▶ _Input records_:
--- begin ---

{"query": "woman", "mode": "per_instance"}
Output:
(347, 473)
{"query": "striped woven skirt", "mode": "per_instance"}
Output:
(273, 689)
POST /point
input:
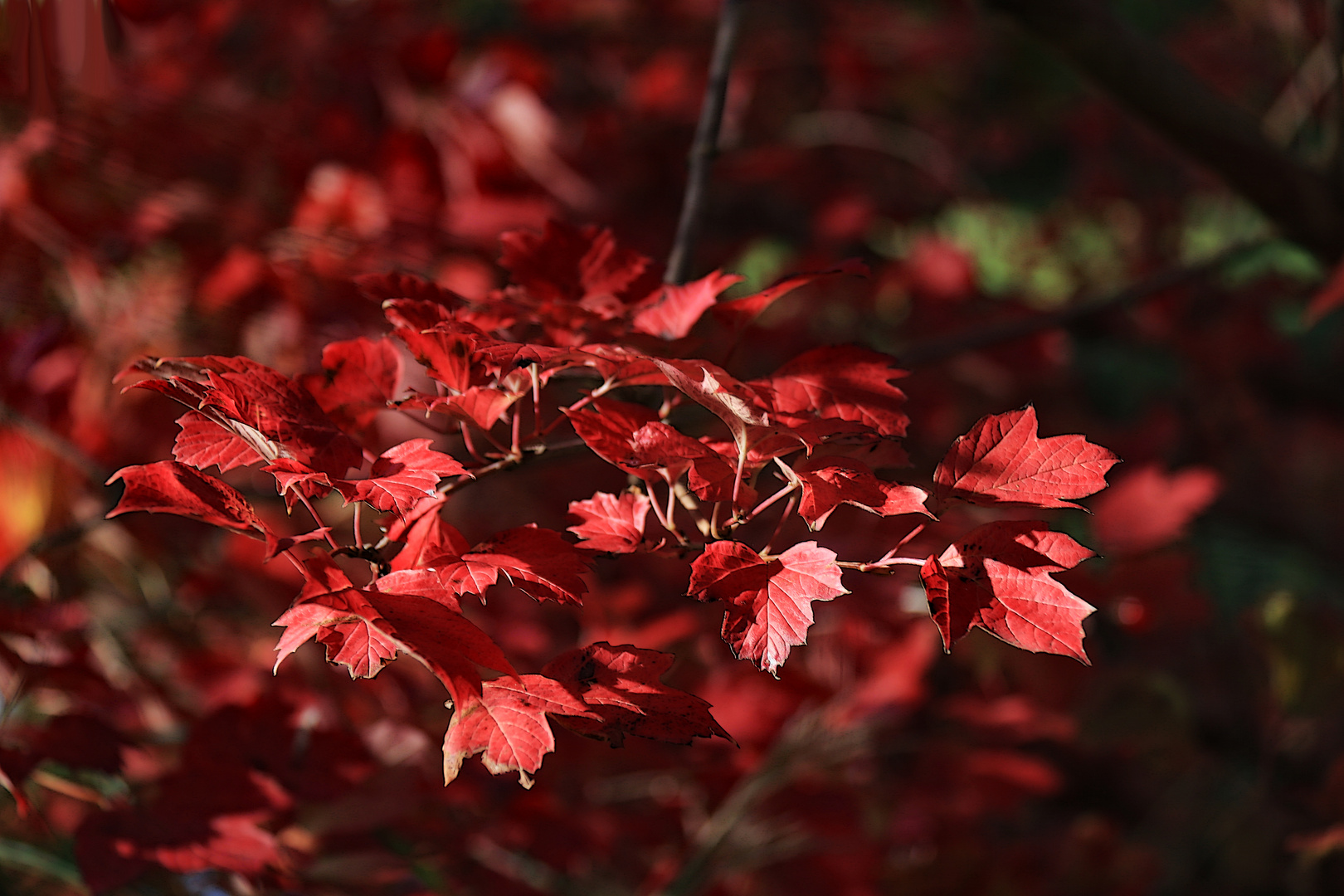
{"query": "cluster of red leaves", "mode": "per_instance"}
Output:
(498, 367)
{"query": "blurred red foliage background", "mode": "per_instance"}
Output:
(184, 179)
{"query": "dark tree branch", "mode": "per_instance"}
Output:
(1211, 130)
(941, 349)
(706, 145)
(1335, 39)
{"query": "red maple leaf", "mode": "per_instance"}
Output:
(1149, 508)
(205, 442)
(563, 262)
(168, 486)
(446, 349)
(426, 536)
(363, 631)
(479, 405)
(401, 476)
(1003, 461)
(537, 562)
(997, 578)
(264, 409)
(359, 379)
(672, 309)
(659, 449)
(347, 625)
(841, 382)
(606, 427)
(624, 689)
(738, 314)
(507, 726)
(392, 285)
(830, 481)
(769, 599)
(611, 523)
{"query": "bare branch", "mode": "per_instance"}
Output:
(706, 145)
(1183, 109)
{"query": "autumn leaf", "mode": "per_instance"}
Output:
(392, 285)
(347, 625)
(401, 476)
(622, 688)
(359, 379)
(262, 409)
(563, 262)
(535, 561)
(295, 480)
(203, 442)
(507, 726)
(168, 486)
(997, 578)
(1003, 461)
(840, 382)
(830, 481)
(364, 629)
(1149, 508)
(606, 427)
(446, 351)
(674, 308)
(769, 599)
(425, 533)
(611, 523)
(479, 405)
(738, 314)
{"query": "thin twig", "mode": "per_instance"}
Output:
(706, 145)
(941, 349)
(1335, 10)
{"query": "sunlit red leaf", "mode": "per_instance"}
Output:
(266, 410)
(622, 688)
(359, 379)
(347, 625)
(168, 486)
(402, 476)
(479, 405)
(203, 442)
(769, 601)
(1003, 461)
(830, 481)
(997, 578)
(535, 561)
(507, 726)
(611, 523)
(674, 309)
(841, 382)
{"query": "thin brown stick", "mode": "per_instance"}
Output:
(706, 145)
(947, 347)
(1335, 39)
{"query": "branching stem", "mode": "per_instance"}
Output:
(706, 145)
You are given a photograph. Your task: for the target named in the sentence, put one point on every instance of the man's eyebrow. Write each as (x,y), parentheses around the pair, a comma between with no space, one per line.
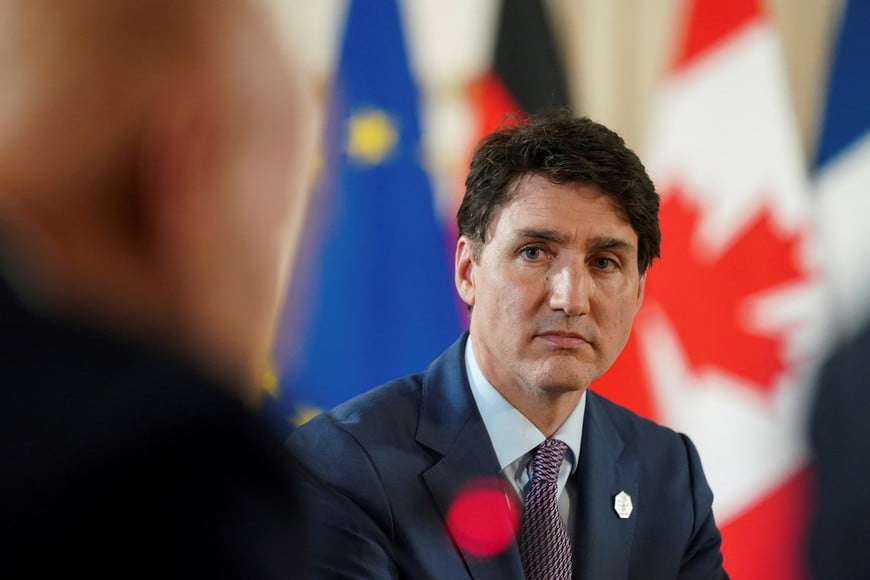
(610,243)
(538,234)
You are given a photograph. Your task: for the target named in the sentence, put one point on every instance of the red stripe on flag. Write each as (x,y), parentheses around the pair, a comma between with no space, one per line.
(768,539)
(708,22)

--- end ---

▶ _Set exercise_: Exactly the lines from the line with "POST /point" through the last line of the listing, both included, should be extracted, and the pictures left behind.

▶ _Completed task_:
POST /point
input:
{"query": "cluster of red leaves", "mode": "per_instance"}
Output:
(498, 367)
{"query": "blurred red foliage background", "mode": "per_instance"}
Output:
(184, 179)
{"query": "dark tree branch", "mode": "per_instance"}
Output:
(1211, 130)
(941, 349)
(706, 145)
(1335, 39)
{"query": "red maple leaf", "mode": "per_instance"}
Output:
(1149, 508)
(205, 442)
(563, 262)
(168, 486)
(446, 349)
(426, 536)
(363, 631)
(479, 405)
(401, 476)
(1003, 461)
(537, 562)
(997, 578)
(264, 409)
(359, 379)
(672, 309)
(659, 449)
(347, 625)
(841, 382)
(606, 427)
(624, 689)
(738, 314)
(507, 726)
(392, 285)
(830, 481)
(769, 599)
(611, 523)
{"query": "bare branch", "mode": "per_instance"}
Output:
(706, 145)
(1183, 109)
{"query": "autumn leaf", "mode": "per_instance"}
Output:
(392, 285)
(347, 625)
(401, 476)
(622, 688)
(359, 379)
(262, 409)
(563, 262)
(535, 561)
(295, 480)
(203, 442)
(507, 726)
(168, 486)
(997, 578)
(1003, 461)
(840, 382)
(830, 481)
(364, 629)
(1149, 508)
(606, 427)
(446, 351)
(674, 308)
(769, 599)
(425, 533)
(611, 523)
(479, 405)
(738, 314)
{"query": "thin twig", "mode": "per_instance"}
Output:
(706, 145)
(941, 349)
(1335, 10)
{"query": "sunlit red leaf", "mode": "per_instance"}
Output:
(266, 410)
(622, 688)
(359, 379)
(347, 625)
(168, 486)
(402, 476)
(479, 405)
(203, 442)
(769, 601)
(1003, 461)
(830, 481)
(997, 578)
(535, 561)
(507, 726)
(611, 523)
(674, 309)
(841, 382)
{"query": "thin brown stick", "mode": "per_instance"}
Output:
(706, 145)
(947, 347)
(1335, 39)
{"query": "branching stem", "mode": "per_instance"}
Output:
(706, 145)
You are given a photograph. Your task: for the target named in the sentence, put one point on every instance of the man's eyebrow. Write each as (x,y), parentheses around the pair, a comma between with no space, one per line.
(610,243)
(538,234)
You are given a photograph. Your task: for the target named in the sentence, put one point on every instance of the red stripe on flag. Write each as (x,y), parentheses around the pair, a comma between with no space, one per line.
(768,539)
(708,22)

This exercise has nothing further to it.